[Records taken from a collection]

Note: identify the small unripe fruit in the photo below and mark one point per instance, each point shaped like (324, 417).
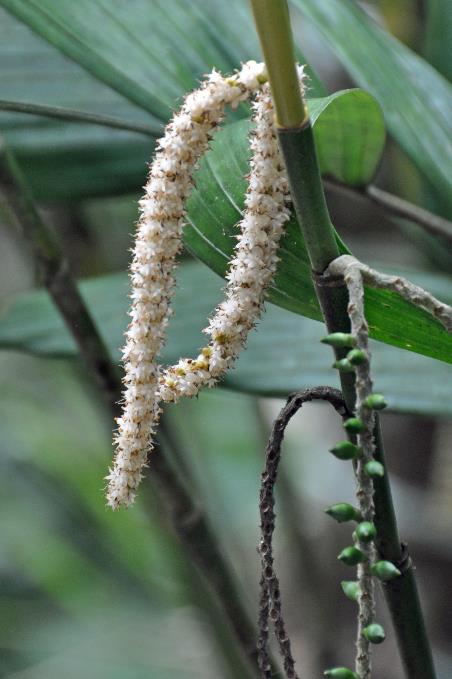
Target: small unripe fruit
(385, 570)
(340, 340)
(351, 556)
(340, 673)
(354, 425)
(345, 450)
(375, 402)
(374, 469)
(366, 531)
(350, 589)
(343, 512)
(374, 633)
(356, 357)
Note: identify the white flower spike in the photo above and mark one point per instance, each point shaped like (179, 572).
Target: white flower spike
(159, 240)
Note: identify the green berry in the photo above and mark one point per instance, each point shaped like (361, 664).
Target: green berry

### WHAT TO DO
Reproduce every one of the rows above word for word, leaving out the pictures.

### SOLUTION FOR THIS PROBLEM
Note: identify the small unripe fruit in the photo below and mark one point per instance, each point shaped like (324, 417).
Target: small unripe fruit
(385, 570)
(340, 340)
(351, 556)
(340, 673)
(354, 425)
(345, 450)
(375, 402)
(374, 469)
(366, 531)
(350, 589)
(343, 512)
(374, 633)
(356, 357)
Note: identify the white flower spike in the photo above and mark one point per instance, each point shaped like (179, 572).
Target: white flower spike
(159, 240)
Note: identify the green berry in the photo above and mark one point per instance, each point shaped like (361, 664).
Target: green berry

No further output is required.